**WHAT IS BEING ASKED**
Which lines in the entries below contain the word "query"? Collect each of them.

**INFORMATION SHOWN**
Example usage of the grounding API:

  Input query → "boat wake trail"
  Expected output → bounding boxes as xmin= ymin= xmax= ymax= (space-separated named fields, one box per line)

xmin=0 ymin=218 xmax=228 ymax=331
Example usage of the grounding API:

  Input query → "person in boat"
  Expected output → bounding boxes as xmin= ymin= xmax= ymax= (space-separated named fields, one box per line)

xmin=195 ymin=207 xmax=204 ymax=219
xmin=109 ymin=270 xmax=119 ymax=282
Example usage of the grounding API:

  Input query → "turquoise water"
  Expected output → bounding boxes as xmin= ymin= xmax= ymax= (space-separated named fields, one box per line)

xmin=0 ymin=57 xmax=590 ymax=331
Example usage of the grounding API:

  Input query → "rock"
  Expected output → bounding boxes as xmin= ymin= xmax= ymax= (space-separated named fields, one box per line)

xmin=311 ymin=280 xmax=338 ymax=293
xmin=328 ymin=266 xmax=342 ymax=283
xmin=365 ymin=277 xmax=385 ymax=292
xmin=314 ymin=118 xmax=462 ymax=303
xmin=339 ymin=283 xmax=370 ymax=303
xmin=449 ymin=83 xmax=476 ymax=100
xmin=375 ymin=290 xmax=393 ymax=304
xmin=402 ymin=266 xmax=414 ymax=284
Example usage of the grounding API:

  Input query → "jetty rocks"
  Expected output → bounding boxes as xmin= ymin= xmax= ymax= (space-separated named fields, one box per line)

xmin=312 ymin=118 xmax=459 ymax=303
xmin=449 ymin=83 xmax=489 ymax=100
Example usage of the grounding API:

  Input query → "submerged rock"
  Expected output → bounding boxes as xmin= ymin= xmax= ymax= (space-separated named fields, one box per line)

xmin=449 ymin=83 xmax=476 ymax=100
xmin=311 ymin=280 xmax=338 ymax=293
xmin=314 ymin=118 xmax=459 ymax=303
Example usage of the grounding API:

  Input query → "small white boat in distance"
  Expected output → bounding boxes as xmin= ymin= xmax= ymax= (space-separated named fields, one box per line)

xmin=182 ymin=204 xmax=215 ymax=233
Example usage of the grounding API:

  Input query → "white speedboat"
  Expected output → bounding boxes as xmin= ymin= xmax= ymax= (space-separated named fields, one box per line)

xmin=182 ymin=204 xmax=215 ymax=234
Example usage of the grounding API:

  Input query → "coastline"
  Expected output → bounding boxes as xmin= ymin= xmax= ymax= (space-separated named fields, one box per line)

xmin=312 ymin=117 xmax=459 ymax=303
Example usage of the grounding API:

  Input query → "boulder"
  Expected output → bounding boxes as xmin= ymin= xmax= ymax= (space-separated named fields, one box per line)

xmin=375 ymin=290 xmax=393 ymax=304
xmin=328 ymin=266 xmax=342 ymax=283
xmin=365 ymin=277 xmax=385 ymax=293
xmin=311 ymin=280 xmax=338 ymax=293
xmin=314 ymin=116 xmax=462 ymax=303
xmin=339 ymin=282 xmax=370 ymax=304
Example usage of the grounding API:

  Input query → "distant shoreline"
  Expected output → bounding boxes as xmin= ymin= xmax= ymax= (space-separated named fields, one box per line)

**WORKED SOLUTION**
  Input query → "boat wake trail"
  Input query → "person in boat"
  Input query → "turquoise water"
  Input query → "rock"
  Input query → "jetty rocks"
  Input query → "submerged rock"
  Input query → "small white boat in distance"
  Input query → "white speedboat"
  Input query → "coastline"
  Input query → "boulder"
  Input query → "distant shoreline"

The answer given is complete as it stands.